## [Texto]
· · · · · · ·
653 - Para JB, “Os mercados também não pressupõem necessariamente a existência de propriedade privada e serviram em vários casos para inter-relacionar colectividades proprietárias.”

654 - Defende que não existe uma real concorrência entre os trabalhadores, isto porque: “as empresas, enquanto compradoras de tempo de trabalho, encontram-se numa situação oligopsonista, que tenderá tanto mais para monopsonista quanto mais os capitalistas se coordenarem nos confrontos de classe.” Isso invalidaria a ideia do “não tá gostando? Mude de empresa”.

655 - A mesma coisa para a relação entre as grandes empresas e firmas subcontratadas.

656 - No mercado de consumo, idem. Monopólios e oligopólios.

657 - Aquelas pessoas que não imaginam a possibilidade de superar o capitalismo sem abolir o dinheiro deveriam meditar sobre as tentativas de supressão do dinheiro levadas a cabo pelos anarquistas na Catalunha e em Aragão durante a guerra civil, que demonstraram, afinal, a plasticidade do dinheiro e o seu ressurgimento nas novas condições sociais.

658 - No processo de derrube do capitalismo, a rotatividade não pode incluir a esmagadora maioria das funções nem pode presumir-se a ausência de especialização e de divisão do trabalho. A rotatividade deve conceber-se nas funções de direcção, com a condição de a direcção ser entendida como coordenação.
· · · · · · ·
[Descrições livres de objetos]

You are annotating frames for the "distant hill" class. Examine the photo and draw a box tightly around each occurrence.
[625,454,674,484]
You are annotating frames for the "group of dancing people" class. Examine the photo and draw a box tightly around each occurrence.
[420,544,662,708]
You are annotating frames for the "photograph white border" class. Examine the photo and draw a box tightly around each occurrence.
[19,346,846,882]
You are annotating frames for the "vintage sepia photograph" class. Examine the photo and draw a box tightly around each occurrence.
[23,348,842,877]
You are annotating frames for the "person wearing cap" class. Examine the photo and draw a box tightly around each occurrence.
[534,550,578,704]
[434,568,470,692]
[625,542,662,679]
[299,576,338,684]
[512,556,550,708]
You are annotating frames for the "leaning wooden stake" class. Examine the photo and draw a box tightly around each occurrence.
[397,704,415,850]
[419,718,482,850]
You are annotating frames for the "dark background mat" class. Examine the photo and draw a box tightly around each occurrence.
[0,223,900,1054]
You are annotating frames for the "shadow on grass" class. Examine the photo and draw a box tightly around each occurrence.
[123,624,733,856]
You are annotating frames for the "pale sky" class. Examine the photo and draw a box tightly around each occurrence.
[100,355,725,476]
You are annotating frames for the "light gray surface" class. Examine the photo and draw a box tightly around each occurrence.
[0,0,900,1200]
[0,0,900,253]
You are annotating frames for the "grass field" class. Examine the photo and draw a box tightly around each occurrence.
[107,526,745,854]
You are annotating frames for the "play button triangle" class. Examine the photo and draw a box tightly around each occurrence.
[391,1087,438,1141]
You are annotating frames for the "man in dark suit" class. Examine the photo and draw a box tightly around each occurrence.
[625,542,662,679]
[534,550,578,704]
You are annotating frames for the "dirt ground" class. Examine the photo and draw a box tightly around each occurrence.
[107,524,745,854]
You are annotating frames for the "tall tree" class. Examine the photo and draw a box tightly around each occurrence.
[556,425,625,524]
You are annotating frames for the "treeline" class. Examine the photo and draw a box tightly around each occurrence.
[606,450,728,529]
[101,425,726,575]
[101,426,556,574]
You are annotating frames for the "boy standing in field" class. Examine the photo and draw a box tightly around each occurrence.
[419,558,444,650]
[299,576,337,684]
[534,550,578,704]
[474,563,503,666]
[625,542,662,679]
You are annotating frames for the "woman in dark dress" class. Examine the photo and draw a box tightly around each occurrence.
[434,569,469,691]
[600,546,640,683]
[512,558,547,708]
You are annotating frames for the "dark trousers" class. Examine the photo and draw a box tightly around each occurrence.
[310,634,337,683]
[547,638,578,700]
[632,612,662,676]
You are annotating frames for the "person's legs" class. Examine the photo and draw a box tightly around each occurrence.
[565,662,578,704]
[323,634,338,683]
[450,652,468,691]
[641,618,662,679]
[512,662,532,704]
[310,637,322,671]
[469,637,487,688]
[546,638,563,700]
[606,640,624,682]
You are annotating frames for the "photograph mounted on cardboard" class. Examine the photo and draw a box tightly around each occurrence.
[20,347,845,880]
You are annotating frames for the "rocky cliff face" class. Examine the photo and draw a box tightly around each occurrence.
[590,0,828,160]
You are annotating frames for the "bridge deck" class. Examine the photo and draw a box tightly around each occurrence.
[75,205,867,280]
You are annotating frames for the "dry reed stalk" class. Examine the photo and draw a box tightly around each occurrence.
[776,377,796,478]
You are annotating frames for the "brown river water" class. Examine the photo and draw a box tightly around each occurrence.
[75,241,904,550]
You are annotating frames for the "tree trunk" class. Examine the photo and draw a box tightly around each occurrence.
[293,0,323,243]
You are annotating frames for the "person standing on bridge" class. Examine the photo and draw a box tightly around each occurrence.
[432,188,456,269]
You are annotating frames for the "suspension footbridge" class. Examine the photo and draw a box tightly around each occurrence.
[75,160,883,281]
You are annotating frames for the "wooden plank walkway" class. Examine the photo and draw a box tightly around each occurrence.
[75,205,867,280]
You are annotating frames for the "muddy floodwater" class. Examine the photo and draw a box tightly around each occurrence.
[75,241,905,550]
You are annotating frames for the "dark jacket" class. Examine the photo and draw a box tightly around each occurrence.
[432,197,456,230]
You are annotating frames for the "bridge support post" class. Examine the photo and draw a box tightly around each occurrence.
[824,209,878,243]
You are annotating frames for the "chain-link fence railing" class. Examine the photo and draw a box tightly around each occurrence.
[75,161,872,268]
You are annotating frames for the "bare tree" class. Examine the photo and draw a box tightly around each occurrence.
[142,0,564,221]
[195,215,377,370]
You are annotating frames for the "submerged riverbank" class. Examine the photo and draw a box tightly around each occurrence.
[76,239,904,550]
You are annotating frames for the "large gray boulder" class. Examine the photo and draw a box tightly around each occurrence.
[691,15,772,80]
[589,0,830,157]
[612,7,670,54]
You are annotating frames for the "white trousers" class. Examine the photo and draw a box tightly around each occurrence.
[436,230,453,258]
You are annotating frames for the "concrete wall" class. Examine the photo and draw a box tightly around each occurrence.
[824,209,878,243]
· · · · · · ·
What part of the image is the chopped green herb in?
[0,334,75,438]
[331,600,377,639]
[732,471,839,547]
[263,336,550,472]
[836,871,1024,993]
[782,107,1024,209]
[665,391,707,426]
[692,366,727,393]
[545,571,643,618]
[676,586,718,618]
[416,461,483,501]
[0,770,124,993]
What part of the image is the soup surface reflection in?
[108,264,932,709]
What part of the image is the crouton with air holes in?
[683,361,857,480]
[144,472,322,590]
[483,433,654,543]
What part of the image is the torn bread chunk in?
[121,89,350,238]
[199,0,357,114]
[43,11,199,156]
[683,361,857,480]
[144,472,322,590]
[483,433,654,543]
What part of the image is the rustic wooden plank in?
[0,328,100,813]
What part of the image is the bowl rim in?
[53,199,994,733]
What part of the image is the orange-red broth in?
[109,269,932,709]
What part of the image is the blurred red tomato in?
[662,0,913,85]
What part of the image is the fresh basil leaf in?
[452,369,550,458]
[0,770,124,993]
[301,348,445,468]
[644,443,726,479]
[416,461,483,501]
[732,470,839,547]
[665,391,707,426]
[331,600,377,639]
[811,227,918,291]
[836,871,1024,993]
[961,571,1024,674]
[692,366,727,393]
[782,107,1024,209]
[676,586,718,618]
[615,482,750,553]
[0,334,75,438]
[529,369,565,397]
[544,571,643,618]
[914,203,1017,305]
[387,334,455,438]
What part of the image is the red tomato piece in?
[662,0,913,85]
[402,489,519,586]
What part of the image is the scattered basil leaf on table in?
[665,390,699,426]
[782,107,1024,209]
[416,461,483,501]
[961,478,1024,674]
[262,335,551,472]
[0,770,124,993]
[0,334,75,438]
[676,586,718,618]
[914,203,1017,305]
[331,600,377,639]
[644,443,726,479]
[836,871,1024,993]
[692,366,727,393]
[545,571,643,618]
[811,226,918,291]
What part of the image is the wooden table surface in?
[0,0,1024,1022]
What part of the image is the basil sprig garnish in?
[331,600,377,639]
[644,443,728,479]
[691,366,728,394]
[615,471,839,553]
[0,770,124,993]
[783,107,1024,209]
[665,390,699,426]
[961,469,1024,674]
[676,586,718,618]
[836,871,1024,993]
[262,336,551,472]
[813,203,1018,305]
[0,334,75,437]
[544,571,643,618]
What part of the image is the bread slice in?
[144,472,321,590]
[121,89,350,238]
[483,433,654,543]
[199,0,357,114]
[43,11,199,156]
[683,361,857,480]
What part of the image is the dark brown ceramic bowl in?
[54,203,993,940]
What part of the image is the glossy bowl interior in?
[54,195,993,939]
· · · · · · ·
## [Tarefas]
**a.** Liste os números que abrem cada item do texto sobre capitalismo.
**b.** Troque "rotatividade" por "rotação" no texto sobre capitalismo e escreva de novo tudo o que vai de "657 - Aquelas pessoas" até "entendida como coordenação.".
**c.** Escreva o que vem depois da última frase do texto sobre capitalismo.
Os registros não são necessários para fazer as tarefas.

## [Respostas esperadas]
**a.** 653, 654, 655, 656, 657, 658

**b.**
657 - Aquelas pessoas que não imaginam a possibilidade de superar o capitalismo sem abolir o dinheiro deveriam meditar sobre as tentativas de supressão do dinheiro levadas a cabo pelos anarquistas na Catalunha e em Aragão durante a guerra civil, que demonstraram, afinal, a plasticidade do dinheiro e o seu ressurgimento nas novas condições sociais.

658 - No processo de derrube do capitalismo, a rotação não pode incluir a esmagadora maioria das funções nem pode presumir-se a ausência de especialização e de divisão do trabalho. A rotação deve conceber-se nas funções de direcção, com a condição de a direcção ser entendida como coordenação.

**c.**
659 - Ora, uma sociedade baseada num colectivismo de produtores e recorrendo ao mercado e ao dinheiro como instrumentos de inter-relacionamento pode evitar a centralização, que é um dos factores de existência do Estado, pois o mercado e o dinheiro permitem a conexão descentralizada.

660 - O papel da informática nisso aí: “Ora, se estas redes veiculam hoje uma recolha de informações que segue da periferia em direcção ao centro e de emanação de decisões que vai do centro para a periferia, elas têm condições técnicas para sustentar percursos inversos, em que instituições coordenadoras recebam as decisões emanadas da periferia, as articulem e as reenviem para a periferia, juntamente com novos fluxos de informação.”

661 - Se o interesse e a competência generalizados e uma divisão do trabalho igualitária forem uma utopia irrealizável, então será impossível a autogestão da abundância e teremos de optar entre uma abundância gerida por outros ou a autogestão da miséria. Toda a questão do comunismo é esta.

662 - (Enfim… Dá o que pensar esse manifesto bernardiano).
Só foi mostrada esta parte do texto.